- [Exercise prompt]
Copy out everything in the data from the line containing "task | put a dot on every instance of the mural" down to the last line, word for word.

◆ ◆ ◆ ◆ ◆ ◆ ◆

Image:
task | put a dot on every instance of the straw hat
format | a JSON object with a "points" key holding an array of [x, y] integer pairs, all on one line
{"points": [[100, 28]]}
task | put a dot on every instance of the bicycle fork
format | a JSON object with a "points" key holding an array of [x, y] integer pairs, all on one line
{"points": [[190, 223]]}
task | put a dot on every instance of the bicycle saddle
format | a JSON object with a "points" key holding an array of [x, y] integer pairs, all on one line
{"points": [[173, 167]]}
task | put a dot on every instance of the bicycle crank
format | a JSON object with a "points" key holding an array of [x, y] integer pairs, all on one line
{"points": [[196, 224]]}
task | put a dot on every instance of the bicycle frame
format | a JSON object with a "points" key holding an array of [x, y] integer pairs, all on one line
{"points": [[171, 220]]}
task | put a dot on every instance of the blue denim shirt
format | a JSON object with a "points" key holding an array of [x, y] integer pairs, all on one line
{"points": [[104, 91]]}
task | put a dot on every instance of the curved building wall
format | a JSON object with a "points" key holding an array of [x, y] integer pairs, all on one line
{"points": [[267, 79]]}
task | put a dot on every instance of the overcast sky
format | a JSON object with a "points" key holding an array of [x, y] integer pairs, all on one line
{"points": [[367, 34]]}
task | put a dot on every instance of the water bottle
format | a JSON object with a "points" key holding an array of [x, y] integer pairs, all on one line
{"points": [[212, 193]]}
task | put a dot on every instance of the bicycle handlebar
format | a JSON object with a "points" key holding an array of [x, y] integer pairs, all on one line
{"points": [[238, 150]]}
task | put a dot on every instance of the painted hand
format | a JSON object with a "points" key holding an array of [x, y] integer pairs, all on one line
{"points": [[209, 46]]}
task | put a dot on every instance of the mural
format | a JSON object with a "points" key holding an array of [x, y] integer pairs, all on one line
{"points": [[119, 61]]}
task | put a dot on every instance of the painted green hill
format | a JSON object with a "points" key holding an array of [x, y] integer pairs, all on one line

◆ ◆ ◆ ◆ ◆ ◆ ◆

- [Written answer]
task | put a dot on every instance of the mural
format | a JSON object with a "points" key holding an array of [x, y] integer pairs, all on one line
{"points": [[119, 61]]}
task | put a dot on every instance of the painted green hill
format | a JSON object with a "points" key holding an array of [x, y] integer pairs, all on one line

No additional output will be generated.